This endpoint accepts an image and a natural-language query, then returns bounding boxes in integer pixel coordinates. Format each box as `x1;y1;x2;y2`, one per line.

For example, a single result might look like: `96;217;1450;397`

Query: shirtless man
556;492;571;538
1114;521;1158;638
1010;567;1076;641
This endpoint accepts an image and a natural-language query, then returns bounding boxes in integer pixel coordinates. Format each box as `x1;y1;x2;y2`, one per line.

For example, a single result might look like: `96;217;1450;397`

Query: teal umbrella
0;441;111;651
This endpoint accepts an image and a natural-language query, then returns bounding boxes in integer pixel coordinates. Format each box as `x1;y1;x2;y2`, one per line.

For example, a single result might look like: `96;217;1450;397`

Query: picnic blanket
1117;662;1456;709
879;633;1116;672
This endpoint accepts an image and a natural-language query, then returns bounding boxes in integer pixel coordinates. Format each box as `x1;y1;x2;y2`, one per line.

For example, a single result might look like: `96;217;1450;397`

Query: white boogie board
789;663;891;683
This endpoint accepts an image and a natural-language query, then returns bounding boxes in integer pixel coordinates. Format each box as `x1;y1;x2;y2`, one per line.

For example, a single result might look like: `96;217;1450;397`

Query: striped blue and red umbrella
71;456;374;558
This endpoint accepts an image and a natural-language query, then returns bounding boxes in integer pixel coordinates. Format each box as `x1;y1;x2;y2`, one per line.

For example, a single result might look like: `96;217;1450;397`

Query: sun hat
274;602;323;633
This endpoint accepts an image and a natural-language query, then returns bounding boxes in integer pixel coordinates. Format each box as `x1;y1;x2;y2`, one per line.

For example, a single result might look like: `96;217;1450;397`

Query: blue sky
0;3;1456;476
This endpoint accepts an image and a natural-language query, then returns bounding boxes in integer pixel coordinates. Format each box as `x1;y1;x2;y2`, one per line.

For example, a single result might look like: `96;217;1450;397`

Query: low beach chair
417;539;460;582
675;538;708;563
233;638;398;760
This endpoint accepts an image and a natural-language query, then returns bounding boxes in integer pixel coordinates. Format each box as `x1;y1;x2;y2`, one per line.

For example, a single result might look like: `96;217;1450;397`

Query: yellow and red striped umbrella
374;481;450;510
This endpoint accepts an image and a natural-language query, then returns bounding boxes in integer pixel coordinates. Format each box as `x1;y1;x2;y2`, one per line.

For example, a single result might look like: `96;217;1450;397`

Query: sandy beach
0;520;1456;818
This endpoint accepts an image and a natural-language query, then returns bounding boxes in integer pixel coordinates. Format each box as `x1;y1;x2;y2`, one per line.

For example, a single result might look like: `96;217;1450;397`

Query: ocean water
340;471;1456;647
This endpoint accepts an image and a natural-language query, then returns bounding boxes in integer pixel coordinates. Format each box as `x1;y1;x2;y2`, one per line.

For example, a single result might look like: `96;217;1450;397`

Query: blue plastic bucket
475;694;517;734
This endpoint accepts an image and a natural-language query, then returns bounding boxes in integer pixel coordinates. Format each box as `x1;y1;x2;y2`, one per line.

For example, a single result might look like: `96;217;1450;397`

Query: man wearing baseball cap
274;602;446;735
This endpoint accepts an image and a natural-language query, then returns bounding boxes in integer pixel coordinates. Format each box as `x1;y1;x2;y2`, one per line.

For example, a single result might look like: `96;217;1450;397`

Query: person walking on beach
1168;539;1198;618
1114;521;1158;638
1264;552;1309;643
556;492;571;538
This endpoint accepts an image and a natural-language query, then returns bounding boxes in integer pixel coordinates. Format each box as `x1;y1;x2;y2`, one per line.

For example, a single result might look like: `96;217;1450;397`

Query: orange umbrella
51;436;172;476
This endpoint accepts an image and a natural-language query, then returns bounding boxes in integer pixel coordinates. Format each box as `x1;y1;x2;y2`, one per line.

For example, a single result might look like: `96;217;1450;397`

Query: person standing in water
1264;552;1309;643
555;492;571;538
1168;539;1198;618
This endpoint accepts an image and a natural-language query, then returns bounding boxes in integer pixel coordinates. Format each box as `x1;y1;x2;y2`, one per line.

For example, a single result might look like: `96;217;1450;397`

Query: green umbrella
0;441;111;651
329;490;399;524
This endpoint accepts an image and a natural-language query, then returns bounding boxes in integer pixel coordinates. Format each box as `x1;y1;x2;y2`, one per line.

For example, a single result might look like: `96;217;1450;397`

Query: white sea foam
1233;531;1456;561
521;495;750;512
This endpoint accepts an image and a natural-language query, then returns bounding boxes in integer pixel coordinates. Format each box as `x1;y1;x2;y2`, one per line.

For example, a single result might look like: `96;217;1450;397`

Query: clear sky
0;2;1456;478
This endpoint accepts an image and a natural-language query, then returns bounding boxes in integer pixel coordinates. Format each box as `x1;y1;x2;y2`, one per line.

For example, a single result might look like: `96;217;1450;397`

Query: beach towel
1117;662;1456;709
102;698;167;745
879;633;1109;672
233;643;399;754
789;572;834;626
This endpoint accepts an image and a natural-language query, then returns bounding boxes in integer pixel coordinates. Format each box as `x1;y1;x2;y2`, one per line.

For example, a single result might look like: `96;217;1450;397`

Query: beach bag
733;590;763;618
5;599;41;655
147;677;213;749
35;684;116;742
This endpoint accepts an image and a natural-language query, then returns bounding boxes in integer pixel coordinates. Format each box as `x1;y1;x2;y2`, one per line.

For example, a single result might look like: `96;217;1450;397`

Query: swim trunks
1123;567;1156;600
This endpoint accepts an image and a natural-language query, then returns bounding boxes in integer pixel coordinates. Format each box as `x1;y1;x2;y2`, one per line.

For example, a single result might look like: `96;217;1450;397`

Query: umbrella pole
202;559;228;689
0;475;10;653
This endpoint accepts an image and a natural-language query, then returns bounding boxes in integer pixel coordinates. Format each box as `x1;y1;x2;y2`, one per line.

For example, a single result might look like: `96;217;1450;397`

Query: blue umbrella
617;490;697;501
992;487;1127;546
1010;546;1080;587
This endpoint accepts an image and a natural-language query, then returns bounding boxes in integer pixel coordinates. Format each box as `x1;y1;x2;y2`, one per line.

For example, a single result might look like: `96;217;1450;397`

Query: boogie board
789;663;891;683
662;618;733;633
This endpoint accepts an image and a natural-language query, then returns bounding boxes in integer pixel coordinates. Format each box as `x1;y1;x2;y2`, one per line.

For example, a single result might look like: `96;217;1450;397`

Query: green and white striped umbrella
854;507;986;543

# [Task brief]
Shift every bounding-box coordinate in the answers by -107, and write out again everything from the beginning of the material through the line containing "0;3;1456;476", inclusive. Keep each request in place and leave it unchanged.

# [Written response]
This endpoint accepts an image and a natural-language query, then returns bounding boxes in integer pixel coordinates. Format each box as `x1;y1;x2;y2`, one per line.

For example, a single result might look like: `96;217;1450;397`

Query: shirtless man
449;385;464;431
1007;414;1051;531
903;460;969;534
This endpoint accepts an image and a natural-language query, then returns bounding boxes in integer pixel coordinates. Format each box as `x1;y1;x2;y2`, one per line.

For example, a single result might look like: `96;217;1450;397`

Query: teal umbrella
-107;334;4;544
This endpoint accepts an image and a natural-language query, then returns bounding boxes in integer pixel coordinates. Format each box as `x1;y1;x2;y2`, one per line.

For example, a single result might look like: `96;217;1450;397`

Query: picnic blanket
1010;555;1349;602
772;526;1009;565
This endpoint accepts an image and a natural-language query, then returns bounding boxes in integer pixel coordinates. Format each box as `x1;y1;x2;y2`, one per line.

For example, a single result might look like: `96;217;1450;397`

Query: white boogie board
682;556;784;576
This endpoint accepts an image and a natural-language query, then returns bounding boxes in integer pixel coordinates. Format each box as `x1;y1;x2;y2`, one per line.

For example, a single result might look like: `96;217;1450;397`

Query: striped blue and red umbrella
-36;349;267;451
This endpoint accepts an image and a natural-language query, then returns bounding boxes in integer pixel coordinates. Format each box as `x1;y1;x2;y2`, one per line.

For example, a single result might look like: `96;217;1450;397`

Query: sun hat
167;495;216;526
This endpoint accepts an image and a natural-language query, then returns bounding boxes in integer pixel coordinates. Format each box as `x1;y1;x2;y2`, one per line.

For example, a single result might look like: `96;217;1450;397`

Query: blue sky
-107;-104;1349;369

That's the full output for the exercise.